[REQUEST]: Repeat the lines beginning at the one with "Which pixel lies on the white car?" and running to the end of the material, keeping the first and last of them, exactly as they appear.

[RECORD LIST]:
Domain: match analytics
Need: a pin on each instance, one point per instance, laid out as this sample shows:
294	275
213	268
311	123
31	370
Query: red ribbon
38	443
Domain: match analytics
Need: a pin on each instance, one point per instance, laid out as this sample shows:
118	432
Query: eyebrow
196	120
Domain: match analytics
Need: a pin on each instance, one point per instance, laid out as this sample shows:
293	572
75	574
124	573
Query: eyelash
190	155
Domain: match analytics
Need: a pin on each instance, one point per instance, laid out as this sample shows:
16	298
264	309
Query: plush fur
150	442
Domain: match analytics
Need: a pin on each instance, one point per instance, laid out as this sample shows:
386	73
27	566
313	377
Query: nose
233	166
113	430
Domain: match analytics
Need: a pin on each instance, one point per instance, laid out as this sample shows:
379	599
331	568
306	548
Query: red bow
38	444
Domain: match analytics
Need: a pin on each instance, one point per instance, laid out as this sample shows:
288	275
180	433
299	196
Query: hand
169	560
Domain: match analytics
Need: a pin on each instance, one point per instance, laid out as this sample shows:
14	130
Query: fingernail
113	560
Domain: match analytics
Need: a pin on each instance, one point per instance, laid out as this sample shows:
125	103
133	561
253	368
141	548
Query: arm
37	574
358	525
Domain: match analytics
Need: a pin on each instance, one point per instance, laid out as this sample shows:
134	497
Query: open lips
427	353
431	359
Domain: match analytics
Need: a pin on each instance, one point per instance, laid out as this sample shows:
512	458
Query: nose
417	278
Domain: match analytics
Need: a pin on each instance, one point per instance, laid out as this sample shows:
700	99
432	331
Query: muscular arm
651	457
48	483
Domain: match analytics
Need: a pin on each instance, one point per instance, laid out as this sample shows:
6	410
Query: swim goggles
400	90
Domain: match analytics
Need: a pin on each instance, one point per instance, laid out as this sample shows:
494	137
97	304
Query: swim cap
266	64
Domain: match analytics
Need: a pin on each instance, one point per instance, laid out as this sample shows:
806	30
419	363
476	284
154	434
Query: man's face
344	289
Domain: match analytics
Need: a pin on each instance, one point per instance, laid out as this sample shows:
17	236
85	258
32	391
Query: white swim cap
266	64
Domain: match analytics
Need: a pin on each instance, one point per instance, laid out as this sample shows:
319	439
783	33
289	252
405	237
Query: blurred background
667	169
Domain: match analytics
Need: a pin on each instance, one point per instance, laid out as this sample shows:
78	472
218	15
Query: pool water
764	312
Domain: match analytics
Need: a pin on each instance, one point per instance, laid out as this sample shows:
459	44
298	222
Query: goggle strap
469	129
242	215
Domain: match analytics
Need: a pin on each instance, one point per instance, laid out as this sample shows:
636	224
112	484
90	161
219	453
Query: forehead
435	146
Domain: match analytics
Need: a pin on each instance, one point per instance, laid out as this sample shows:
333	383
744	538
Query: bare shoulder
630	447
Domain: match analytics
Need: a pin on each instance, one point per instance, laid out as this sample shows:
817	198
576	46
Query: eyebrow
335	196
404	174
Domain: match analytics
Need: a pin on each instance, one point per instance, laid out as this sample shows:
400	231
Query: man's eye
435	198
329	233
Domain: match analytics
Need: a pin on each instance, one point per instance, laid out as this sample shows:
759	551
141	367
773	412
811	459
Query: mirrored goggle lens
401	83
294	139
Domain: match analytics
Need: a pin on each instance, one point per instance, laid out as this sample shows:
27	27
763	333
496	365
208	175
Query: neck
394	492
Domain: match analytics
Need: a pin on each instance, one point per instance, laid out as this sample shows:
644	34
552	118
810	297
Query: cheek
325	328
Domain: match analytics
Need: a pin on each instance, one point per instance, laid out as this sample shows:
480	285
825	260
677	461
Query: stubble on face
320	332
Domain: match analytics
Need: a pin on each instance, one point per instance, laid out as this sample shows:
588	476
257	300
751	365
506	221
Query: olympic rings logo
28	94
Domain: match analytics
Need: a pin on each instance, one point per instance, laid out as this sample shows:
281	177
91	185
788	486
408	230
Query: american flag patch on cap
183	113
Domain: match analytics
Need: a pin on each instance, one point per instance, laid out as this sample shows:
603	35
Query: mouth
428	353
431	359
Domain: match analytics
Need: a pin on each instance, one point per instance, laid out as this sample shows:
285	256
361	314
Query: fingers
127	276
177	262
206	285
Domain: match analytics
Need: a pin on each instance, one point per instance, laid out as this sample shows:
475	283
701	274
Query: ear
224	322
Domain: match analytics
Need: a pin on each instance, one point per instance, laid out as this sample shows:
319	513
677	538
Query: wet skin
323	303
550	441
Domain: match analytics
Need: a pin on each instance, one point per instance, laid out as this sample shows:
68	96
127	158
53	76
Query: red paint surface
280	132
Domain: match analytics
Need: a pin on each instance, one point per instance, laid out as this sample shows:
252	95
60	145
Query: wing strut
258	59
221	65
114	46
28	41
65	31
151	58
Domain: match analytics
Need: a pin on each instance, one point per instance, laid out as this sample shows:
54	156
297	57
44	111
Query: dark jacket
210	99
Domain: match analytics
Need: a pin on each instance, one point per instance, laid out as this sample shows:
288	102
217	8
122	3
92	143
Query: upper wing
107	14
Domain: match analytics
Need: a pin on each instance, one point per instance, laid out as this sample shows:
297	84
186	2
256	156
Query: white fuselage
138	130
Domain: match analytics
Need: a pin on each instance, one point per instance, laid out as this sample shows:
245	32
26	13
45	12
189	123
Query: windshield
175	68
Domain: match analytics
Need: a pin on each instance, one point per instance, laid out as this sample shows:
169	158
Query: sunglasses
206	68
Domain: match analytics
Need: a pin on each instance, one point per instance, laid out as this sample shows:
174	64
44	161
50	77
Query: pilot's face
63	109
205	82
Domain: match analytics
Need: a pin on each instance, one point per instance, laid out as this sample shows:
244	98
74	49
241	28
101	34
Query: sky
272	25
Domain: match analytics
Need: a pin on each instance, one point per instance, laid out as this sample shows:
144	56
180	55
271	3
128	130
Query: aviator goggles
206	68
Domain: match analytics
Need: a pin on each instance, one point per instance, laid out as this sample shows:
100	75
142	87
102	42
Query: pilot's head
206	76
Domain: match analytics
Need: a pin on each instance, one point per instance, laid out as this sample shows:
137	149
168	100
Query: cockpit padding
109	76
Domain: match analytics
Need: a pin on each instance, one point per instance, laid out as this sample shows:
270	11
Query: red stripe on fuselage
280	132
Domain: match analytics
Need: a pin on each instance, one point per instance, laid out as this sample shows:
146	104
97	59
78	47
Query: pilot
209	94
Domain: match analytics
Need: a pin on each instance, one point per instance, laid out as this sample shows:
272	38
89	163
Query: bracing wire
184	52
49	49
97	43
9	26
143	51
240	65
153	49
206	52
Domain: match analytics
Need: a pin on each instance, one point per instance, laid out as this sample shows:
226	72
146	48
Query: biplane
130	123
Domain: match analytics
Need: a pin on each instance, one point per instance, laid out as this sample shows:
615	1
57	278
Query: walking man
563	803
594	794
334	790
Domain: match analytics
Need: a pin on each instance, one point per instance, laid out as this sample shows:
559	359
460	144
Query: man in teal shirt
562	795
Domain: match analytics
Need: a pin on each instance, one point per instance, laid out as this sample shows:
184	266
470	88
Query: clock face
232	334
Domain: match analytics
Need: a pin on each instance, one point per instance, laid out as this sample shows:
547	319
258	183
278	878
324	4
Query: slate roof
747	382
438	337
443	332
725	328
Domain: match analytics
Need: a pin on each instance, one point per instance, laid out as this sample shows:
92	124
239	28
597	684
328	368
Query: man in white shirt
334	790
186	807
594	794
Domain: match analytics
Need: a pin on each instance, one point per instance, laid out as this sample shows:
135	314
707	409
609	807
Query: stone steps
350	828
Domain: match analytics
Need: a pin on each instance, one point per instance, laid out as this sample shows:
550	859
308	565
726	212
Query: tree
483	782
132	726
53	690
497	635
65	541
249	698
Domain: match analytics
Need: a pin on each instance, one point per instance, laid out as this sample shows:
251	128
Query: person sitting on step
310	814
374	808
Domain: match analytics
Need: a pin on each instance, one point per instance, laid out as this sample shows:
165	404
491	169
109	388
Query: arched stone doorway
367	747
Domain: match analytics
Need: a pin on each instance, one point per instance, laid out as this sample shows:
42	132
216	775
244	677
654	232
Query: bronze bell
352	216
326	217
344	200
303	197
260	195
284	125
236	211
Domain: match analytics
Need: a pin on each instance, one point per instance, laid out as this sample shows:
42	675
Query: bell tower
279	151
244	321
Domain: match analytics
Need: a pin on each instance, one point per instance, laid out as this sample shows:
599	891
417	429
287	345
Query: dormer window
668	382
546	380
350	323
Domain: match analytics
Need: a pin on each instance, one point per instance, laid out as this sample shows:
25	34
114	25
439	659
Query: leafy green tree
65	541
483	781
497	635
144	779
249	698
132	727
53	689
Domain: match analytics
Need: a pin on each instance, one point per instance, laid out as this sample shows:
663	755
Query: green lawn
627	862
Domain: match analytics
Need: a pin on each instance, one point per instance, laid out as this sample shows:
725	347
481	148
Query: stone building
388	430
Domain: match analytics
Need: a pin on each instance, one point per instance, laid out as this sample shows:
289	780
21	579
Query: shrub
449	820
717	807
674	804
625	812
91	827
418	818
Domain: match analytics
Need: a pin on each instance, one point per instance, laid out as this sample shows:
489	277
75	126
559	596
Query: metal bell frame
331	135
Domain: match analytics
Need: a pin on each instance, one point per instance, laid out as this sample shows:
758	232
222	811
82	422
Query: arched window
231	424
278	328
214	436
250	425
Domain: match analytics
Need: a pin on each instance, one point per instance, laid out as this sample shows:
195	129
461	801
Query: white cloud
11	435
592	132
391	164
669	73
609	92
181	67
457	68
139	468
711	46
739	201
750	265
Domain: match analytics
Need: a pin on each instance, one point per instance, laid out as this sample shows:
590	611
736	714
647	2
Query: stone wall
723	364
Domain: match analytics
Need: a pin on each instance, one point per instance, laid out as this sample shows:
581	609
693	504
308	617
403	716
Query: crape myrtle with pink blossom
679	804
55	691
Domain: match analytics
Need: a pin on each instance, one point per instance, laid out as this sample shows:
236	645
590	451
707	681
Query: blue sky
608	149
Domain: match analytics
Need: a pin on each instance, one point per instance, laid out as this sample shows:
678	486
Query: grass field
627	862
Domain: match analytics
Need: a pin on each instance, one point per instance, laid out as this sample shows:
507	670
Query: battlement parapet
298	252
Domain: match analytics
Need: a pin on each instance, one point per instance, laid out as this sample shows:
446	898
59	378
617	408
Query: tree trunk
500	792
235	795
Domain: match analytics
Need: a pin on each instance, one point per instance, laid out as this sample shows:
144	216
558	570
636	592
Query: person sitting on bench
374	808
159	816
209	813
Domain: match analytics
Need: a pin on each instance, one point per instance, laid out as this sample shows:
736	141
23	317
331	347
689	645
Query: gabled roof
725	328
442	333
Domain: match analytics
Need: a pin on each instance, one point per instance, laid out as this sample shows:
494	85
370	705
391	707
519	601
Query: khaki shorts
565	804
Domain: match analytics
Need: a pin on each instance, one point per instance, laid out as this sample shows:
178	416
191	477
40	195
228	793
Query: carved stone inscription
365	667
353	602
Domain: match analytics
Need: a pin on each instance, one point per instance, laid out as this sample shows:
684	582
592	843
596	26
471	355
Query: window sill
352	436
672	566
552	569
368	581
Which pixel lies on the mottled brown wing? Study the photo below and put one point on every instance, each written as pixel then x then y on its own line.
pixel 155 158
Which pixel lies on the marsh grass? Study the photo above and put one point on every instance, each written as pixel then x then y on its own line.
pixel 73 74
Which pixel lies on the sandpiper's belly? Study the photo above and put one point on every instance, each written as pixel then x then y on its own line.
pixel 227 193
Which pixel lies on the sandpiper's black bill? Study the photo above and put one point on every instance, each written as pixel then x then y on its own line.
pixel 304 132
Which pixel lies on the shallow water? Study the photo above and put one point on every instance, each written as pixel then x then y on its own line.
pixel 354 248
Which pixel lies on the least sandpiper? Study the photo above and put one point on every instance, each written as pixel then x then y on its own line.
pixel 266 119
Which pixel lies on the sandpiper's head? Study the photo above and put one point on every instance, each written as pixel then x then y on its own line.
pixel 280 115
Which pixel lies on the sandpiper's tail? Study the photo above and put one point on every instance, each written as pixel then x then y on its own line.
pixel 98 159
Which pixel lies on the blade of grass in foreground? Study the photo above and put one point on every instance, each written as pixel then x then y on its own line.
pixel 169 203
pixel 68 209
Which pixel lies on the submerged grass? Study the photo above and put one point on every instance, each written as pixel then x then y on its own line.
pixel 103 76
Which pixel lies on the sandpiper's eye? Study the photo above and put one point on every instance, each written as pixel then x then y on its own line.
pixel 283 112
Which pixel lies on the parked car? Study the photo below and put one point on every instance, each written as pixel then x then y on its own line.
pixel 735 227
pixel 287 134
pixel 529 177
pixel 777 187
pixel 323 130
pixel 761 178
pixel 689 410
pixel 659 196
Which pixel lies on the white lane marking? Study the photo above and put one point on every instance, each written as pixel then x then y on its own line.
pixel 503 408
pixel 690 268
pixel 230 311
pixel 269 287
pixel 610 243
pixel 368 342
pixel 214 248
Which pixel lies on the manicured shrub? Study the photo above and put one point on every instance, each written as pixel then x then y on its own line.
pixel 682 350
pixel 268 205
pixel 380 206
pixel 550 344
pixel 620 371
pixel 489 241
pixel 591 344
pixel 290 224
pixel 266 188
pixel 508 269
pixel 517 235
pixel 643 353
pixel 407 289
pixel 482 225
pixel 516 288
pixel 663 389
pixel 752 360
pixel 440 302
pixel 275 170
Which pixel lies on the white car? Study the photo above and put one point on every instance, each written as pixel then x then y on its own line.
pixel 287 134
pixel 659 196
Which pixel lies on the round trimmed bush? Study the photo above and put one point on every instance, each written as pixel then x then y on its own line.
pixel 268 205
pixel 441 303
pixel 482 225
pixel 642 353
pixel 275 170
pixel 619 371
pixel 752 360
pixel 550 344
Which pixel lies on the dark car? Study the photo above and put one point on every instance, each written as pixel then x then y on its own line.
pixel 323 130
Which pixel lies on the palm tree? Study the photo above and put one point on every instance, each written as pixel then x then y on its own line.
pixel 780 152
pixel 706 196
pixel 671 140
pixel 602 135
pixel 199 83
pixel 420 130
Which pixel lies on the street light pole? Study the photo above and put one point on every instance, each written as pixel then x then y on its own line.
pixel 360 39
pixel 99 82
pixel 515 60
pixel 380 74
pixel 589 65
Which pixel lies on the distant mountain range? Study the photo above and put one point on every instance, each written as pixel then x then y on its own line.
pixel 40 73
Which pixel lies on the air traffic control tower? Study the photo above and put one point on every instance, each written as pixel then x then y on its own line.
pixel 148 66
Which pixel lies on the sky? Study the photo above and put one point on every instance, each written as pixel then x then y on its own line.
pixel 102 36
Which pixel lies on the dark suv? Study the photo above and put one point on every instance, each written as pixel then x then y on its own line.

[WRITTEN RESPONSE]:
Which pixel lies on the white car? Study the photo above and put one point on every instance, each written as pixel then x then y on its own line.
pixel 287 134
pixel 659 196
Which pixel lies on the round trimmed bush? Study the photo above and put one point on every instance, each written as pixel then x then y on its own line.
pixel 268 205
pixel 441 303
pixel 482 225
pixel 642 353
pixel 275 170
pixel 619 371
pixel 752 360
pixel 550 344
Which pixel lies on the dark car? Study the photo above and put one point on every instance, each written as pixel then x then y on its own line.
pixel 323 130
Which pixel lies on the palm tree? Study the photo above and put one point on every instance, each written as pixel then x then y on its own line.
pixel 780 152
pixel 706 196
pixel 671 140
pixel 602 135
pixel 199 83
pixel 420 130
Which pixel lies on the street light pole? Study the photo above and put one point on every instance, each written as pixel then x then y on its own line.
pixel 360 39
pixel 99 82
pixel 515 60
pixel 380 74
pixel 589 65
Which pixel lies on the distant mountain range? Study the photo above and put one point on every instance, each written as pixel then x then y on its own line.
pixel 40 73
Which pixel lies on the air traffic control tower? Study the photo above and put one point on every instance, each written as pixel then x then y on its own line.
pixel 148 66
Which pixel lies on the sky? Study the photo above and put one point on every instance, each written as pixel then x then y on its own line.
pixel 102 36
Which pixel lies on the dark suv? Study the photo above and put one point on every instance, each written as pixel then x then y on its own line.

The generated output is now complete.